> _Task requirements_: Below are the records; copy exactly the stretch from the line containing "Can you find the black sunglasses" through the line containing "Target: rowing boat", both ends included, and nothing else.

> _Region pointing data_:
★ ★ ★ ★
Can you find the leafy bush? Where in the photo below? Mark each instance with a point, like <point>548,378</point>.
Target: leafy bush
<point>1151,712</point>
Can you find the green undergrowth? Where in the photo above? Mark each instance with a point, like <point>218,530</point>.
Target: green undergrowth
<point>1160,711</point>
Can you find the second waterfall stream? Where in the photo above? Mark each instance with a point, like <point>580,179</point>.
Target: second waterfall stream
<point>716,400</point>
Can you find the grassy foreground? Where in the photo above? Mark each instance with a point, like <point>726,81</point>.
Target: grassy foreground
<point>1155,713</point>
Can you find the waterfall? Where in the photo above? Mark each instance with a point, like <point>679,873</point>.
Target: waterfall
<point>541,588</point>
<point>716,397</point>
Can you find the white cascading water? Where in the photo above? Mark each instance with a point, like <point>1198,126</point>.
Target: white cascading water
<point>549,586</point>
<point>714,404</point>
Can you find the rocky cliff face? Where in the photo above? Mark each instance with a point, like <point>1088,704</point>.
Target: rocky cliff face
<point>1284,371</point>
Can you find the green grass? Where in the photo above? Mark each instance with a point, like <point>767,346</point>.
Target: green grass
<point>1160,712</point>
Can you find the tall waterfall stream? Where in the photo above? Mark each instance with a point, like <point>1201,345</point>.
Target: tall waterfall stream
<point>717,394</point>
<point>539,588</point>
★ ★ ★ ★
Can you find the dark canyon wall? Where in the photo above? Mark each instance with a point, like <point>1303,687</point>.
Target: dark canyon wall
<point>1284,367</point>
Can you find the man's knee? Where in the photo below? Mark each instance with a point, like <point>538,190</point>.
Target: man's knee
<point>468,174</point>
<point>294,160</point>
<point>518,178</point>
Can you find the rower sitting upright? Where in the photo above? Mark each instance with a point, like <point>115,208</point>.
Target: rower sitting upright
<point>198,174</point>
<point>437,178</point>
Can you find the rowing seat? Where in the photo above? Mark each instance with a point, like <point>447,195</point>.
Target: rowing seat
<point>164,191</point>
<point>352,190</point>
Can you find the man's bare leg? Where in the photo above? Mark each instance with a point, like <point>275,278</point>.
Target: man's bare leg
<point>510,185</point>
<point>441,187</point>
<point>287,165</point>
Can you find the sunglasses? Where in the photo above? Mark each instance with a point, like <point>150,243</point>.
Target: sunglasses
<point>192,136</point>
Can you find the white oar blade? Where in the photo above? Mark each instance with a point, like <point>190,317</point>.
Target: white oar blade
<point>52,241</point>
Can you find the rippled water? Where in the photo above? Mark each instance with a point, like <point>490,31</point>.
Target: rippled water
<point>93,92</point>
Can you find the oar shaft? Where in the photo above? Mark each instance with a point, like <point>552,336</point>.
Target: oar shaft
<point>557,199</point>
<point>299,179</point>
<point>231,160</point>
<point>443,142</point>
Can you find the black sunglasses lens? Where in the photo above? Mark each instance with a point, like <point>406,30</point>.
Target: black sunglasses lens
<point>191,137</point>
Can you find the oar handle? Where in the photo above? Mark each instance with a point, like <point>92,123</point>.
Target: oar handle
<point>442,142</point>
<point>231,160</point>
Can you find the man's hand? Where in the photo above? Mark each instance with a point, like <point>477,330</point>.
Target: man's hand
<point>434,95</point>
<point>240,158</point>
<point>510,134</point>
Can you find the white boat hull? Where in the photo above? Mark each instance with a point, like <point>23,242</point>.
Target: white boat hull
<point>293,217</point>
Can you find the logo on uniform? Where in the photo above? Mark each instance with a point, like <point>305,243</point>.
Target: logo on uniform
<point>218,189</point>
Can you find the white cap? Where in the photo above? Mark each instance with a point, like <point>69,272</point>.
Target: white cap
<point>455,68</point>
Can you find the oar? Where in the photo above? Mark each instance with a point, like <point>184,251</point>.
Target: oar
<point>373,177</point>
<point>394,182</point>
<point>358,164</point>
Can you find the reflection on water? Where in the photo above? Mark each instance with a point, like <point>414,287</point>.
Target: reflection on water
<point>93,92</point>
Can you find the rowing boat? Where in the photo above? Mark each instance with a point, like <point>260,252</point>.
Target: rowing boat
★ ★ ★ ★
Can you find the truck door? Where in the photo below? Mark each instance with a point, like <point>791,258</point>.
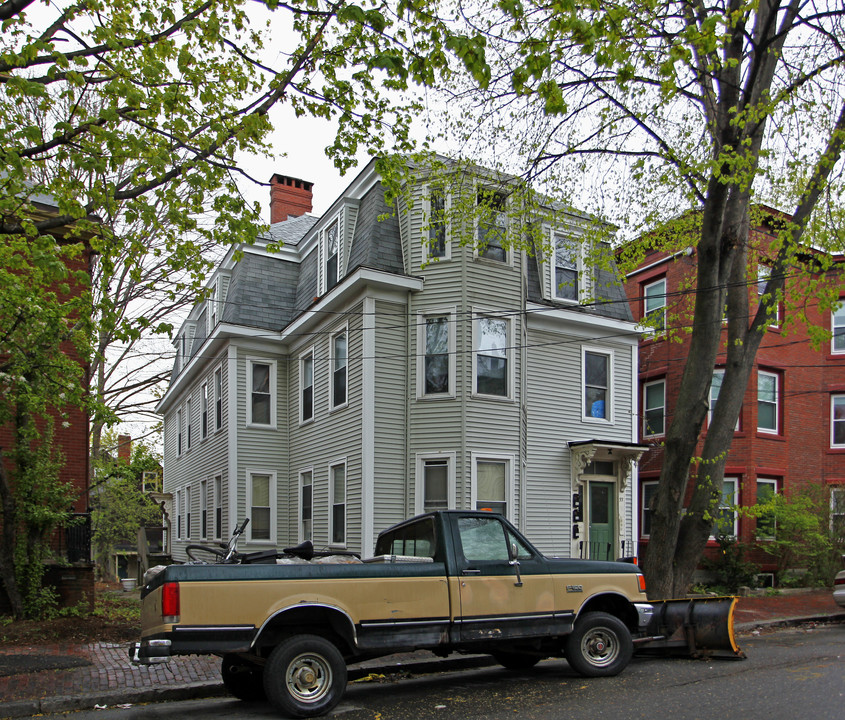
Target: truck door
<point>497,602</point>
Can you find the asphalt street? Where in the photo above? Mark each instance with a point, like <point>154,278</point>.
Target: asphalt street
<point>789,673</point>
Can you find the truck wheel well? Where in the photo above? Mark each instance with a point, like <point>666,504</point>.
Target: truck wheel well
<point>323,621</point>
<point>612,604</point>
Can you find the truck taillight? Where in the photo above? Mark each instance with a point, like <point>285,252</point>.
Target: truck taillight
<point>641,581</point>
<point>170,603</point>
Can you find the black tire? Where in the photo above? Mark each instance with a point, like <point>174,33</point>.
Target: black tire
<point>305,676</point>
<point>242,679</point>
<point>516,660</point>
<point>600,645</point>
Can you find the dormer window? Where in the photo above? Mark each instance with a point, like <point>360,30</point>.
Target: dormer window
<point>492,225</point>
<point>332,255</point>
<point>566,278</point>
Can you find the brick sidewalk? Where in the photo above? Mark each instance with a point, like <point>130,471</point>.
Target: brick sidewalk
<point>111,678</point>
★ ★ ★ ★
> _Output_:
Can you find the black sunglasses lens? Where in the photo above? Mark each instance with a point, like <point>406,30</point>.
Target: black sunglasses lens
<point>191,137</point>
Can you find the oar handle? Where in the photo above? Mark each instance with a point, like <point>92,123</point>.
Target: oar handle
<point>442,142</point>
<point>231,160</point>
Can you find the man's hand? Where in the photo above? Mark each instance with a point, like <point>477,330</point>.
Target: man's hand
<point>434,95</point>
<point>240,158</point>
<point>510,134</point>
Can you find the white boat hull? Where in the photo above? Mark each instance with a point, like <point>23,242</point>.
Target: white boat hull
<point>293,217</point>
Can you find the logo on uniform? Where in the photo above? Mark each instance with a point, like <point>305,243</point>.
Target: logo on uniform
<point>218,189</point>
Can you find the white cap? Where in the photo above? Mark each instance with a point, like <point>69,272</point>.
Target: white cap
<point>455,68</point>
Can you find the oar? Where in the photo above? Mark each instance with a point, like <point>184,251</point>.
Target: oar
<point>373,177</point>
<point>394,182</point>
<point>358,164</point>
Can you find the reflection on water? Where in the photo above? Mark each instance with a point, like <point>414,287</point>.
Target: reflection on water
<point>93,92</point>
Can you find the rowing boat? Where in the photo above? Mark each instance with a point, like <point>260,252</point>.
Target: rowing boat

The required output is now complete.